==== RECORDS FOR THIS TASK ====

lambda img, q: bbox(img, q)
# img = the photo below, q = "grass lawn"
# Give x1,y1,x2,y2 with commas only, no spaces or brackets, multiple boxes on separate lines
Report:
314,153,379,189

====
==== RECORDS FOR THIS TASK ====

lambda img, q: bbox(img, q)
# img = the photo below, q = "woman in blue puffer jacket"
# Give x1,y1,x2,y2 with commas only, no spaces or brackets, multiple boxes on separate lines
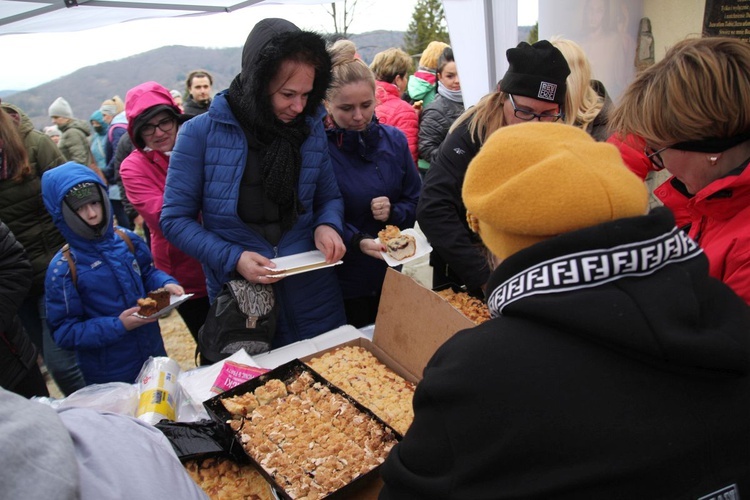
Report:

====

■ **BRIEF**
Lines in the data that hold "below" are to be counted, and the number alone reported.

■ **WRITTEN SOLUTION**
2